Entretien. Dr Brahim Karad : “La profession de la médecine dentaire doit avoir sa propre loi”

La Fédération nationale des syndicats des médecins dentistes du Maroc organise, ce samedi 15 octobre, une journée d'étude pour débattre des principales problématiques auxquelles fait face la profession. Dans un entretien accordé à Médias 24, en marge de cette journée, le Dr Brahim Karad, président de ladite Fédération, fait le point sur le secteur.

Entretien. Dr Brahim Karad : “La profession de la médecine dentaire doit avoir sa propre loi”

Le 14 octobre 2022 à 11h56

Modifié 14 octobre 2022 à 13h51

La Fédération nationale des syndicats des médecins dentistes du Maroc organise, ce samedi 15 octobre, une journée d'étude pour débattre des principales problématiques auxquelles fait face la profession. Dans un entretien accordé à Médias 24, en marge de cette journée, le Dr Brahim Karad, président de ladite Fédération, fait le point sur le secteur.

  • De nombreuses choses ont changé depuis 1960, notamment le nombre de médecins dentistes, et leur répartition.
  • Le fléau de l’exercice illégal continue d'accroitre.
  • Deux projets de loi proposés il y a quelques années peinent à aboutir.
  • La profession a beaucoup évolué et devient de plus en plus dépendante de la technologie.

Médias 24 : Quelles sont les principales problématiques auxquelles fait face la profession ?

Dr Brahim Karad : Tout d’abord, en ce qui concerne les cotisations à la Caisse nationale de sécurité sociale (CNSS), dans le cadre de la généralisation de la couverture sanitaire, plus de 1.500 jeunes médecins dentistes sont incapables de les payer par manque de moyens. Ceux-ci sont régulièrement harcelés par la Caisse, tandis que de nombreux anciens médecins dentistes, qui ne paient pas non plus ces cotisations, ne le sont pas. On ne comprend donc pas cette sélection.

Autre point important, toujours en relation avec ces cotisations, certains médecins ont été débités, alors qu’ils n’ont donné aucun ordre de prélèvement. Nous considérons que c’est un abus.

Par ailleurs, tous les syndicats dans le secteur de la santé ont été reçus par le ministère de la Santé pour discuter de la loi-cadre réformant le système de la santé, sauf le nôtre. On y parle d'ailleurs de généralisation de la couverture maladie notamment, alors que dans certaines zones du Royaume, il n’y a aucun médecin dentiste. On parle aussi de l’accès des ex-Ramedistes à l’Assurance maladie obligatoire (AMO) au même titre que les indépendants, sans détailler les modalités de cette mesure. Ces personnes ont-elles les moyens de payer 30% de leur poche en attendant le remboursement ? Selon le gouvernement, cette mesure entrera en vigueur vers la fin de l’année, mais lorsqu’on demande des détails à ce sujet, nous n’en avons jamais.

(Données de localisation par point pour chaque instance)

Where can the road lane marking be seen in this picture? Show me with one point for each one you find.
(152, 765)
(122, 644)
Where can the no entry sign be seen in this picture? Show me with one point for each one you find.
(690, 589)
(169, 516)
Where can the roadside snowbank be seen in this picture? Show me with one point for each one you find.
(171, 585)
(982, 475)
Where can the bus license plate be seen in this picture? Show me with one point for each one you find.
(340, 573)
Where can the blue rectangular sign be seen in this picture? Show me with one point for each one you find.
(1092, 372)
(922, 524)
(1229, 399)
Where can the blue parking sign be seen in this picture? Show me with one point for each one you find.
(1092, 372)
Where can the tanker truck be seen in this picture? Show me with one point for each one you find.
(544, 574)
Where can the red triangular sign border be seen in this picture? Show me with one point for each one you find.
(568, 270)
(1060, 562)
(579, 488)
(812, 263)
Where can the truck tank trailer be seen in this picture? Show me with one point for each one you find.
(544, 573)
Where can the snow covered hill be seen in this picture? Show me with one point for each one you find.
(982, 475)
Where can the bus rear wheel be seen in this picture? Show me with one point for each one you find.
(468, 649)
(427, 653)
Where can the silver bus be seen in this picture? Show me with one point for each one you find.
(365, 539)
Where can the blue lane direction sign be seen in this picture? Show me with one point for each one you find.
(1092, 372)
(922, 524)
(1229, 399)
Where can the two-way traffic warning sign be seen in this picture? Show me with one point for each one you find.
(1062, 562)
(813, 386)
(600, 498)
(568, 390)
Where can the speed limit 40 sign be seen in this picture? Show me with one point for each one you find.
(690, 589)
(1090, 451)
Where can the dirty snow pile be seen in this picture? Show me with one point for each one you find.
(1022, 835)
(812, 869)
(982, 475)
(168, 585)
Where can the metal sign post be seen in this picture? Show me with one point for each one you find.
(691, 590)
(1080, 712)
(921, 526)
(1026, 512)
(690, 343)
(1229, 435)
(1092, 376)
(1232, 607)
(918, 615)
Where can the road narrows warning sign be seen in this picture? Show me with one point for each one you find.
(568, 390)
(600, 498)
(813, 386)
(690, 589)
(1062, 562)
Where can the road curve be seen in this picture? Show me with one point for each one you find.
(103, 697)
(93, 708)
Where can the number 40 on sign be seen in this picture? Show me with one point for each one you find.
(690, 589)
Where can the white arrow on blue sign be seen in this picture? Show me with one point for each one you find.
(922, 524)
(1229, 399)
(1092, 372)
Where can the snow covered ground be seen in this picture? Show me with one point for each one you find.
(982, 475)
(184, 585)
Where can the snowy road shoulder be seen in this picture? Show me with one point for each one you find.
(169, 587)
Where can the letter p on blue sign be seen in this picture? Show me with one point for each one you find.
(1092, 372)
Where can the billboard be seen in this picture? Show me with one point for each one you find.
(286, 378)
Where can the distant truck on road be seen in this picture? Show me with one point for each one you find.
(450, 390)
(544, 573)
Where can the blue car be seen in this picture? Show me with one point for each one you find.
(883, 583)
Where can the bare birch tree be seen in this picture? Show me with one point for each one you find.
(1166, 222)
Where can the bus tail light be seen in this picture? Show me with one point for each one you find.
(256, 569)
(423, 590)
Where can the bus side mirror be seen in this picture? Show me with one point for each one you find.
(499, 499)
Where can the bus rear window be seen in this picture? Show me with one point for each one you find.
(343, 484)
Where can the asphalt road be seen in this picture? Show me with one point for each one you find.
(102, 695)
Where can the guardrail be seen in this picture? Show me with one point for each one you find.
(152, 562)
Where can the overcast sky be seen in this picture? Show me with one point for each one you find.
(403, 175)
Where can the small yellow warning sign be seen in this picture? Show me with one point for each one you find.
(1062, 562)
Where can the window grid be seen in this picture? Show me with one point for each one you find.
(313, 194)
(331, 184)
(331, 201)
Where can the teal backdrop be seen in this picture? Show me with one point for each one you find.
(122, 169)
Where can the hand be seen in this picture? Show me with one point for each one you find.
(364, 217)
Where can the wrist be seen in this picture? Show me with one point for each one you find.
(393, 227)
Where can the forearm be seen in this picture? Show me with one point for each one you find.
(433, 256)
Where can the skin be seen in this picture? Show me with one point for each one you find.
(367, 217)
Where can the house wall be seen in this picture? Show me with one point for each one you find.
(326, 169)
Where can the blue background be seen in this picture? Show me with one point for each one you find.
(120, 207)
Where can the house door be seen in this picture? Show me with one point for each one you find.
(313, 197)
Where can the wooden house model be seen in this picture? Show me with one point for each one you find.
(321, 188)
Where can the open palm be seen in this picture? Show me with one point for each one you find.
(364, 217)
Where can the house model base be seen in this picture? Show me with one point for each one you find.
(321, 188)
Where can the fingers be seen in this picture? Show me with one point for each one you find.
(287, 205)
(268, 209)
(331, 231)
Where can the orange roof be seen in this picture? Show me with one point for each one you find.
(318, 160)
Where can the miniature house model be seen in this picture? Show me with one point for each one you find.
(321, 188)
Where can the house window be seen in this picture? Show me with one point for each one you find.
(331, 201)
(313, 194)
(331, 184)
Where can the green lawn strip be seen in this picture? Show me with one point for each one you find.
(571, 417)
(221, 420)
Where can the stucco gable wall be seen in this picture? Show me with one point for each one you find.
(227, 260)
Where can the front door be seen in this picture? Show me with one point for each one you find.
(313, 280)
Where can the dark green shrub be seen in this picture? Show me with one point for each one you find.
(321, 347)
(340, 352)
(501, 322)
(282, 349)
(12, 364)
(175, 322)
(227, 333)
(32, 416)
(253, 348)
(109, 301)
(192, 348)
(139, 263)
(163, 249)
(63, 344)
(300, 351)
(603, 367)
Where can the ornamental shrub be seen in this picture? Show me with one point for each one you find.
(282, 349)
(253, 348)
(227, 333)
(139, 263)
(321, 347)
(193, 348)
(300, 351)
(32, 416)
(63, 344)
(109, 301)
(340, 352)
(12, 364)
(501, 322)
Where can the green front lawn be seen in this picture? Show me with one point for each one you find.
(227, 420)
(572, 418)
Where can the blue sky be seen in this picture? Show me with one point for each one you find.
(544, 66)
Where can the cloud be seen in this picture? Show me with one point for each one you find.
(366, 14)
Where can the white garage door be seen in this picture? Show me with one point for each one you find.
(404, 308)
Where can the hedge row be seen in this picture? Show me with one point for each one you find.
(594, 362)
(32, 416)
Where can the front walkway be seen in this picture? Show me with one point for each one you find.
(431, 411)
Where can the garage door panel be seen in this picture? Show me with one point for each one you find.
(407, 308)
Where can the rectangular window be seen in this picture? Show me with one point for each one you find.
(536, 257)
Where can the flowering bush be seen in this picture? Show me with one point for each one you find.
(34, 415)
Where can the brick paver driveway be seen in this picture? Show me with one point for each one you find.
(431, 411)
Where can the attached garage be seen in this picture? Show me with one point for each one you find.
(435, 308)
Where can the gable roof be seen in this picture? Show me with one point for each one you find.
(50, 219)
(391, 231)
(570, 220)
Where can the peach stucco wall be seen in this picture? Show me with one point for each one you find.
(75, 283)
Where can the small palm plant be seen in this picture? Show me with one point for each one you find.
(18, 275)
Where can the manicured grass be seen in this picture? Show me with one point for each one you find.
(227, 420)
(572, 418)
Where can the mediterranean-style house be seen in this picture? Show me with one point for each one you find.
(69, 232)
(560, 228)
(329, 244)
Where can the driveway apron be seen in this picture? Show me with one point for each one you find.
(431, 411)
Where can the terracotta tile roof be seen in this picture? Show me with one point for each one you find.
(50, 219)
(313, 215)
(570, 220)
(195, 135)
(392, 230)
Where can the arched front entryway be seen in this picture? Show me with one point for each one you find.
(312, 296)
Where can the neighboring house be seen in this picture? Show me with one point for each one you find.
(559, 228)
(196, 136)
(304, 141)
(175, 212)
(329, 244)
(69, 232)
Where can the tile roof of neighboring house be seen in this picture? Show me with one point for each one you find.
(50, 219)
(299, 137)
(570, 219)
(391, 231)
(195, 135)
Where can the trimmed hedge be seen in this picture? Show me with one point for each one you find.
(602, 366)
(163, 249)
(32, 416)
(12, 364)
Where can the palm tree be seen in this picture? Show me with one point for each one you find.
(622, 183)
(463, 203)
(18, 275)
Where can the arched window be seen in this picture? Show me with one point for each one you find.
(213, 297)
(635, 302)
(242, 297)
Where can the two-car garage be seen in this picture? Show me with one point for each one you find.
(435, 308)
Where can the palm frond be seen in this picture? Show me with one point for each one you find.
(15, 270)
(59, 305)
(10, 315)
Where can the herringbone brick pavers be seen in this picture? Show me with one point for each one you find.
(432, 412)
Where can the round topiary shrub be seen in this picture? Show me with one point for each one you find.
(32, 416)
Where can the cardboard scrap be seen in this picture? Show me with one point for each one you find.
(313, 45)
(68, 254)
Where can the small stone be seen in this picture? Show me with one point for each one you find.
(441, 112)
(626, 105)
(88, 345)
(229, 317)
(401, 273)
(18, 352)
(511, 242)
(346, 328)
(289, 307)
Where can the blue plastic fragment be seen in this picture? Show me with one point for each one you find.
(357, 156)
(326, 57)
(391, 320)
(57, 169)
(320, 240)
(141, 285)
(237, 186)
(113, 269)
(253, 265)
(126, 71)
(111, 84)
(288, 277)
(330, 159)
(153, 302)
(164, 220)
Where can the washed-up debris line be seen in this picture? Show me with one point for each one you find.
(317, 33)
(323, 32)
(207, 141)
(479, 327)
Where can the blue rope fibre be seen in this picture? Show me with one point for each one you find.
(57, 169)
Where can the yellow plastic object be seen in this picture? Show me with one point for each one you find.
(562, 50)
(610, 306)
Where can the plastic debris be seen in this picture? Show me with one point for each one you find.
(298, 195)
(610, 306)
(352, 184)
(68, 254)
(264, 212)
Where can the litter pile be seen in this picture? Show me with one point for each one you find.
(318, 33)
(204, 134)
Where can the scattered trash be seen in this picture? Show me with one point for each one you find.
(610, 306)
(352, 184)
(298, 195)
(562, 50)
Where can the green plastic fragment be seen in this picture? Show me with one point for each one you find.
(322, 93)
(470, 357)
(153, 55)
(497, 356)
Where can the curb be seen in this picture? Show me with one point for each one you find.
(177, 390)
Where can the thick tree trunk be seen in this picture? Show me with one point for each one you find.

À FAIRE –
**a)** D'après l'entretien, combien de jeunes médecins dentistes n'arrivent pas à payer leurs cotisations à la CNSS ?
**b)** Recopiez tous les points de la liste à puces qui précède la première question de l'entretien.

CORRIGÉ –
**a)** Plus de 1.500.

**b)**
- De nombreuses choses ont changé depuis 1960, notamment le nombre de médecins dentistes, et leur répartition.
- Le fléau de l'exercice illégal continue d'accroitre.
- Deux projets de loi proposés il y a quelques années peinent à aboutir.
- La profession a beaucoup évolué et devient de plus en plus dépendante de la technologie.